• [AUFGABENSTELLUNG]:
Zeige jede Zeile unten, in der das Wort „green“ vorkommt.

• [BEREITGESTELLTE DATEN]:
·····
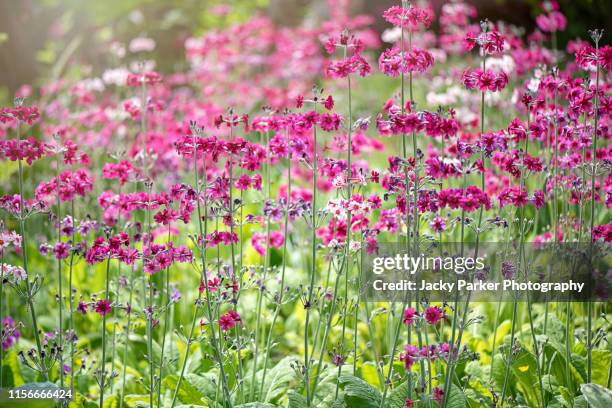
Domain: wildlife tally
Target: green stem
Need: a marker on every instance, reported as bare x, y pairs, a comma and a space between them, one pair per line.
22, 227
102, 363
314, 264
·····
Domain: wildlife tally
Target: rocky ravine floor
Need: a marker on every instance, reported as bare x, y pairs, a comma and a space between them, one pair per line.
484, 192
·····
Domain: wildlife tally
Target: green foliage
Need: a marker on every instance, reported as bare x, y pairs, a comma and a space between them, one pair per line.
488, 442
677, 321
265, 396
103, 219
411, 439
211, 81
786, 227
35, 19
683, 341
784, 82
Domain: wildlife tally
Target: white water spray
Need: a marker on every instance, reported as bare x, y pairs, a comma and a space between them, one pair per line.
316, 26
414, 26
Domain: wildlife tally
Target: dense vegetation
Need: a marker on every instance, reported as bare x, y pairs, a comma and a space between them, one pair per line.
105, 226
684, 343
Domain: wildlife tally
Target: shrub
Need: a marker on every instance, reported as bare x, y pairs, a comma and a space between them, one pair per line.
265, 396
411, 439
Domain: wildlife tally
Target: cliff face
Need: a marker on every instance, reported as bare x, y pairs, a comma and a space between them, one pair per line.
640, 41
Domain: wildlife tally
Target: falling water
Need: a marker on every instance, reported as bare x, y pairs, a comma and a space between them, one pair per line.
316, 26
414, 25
·····
• [ERGEBNIS DER ÜBUNG]:
Target: green stem
Target: green foliage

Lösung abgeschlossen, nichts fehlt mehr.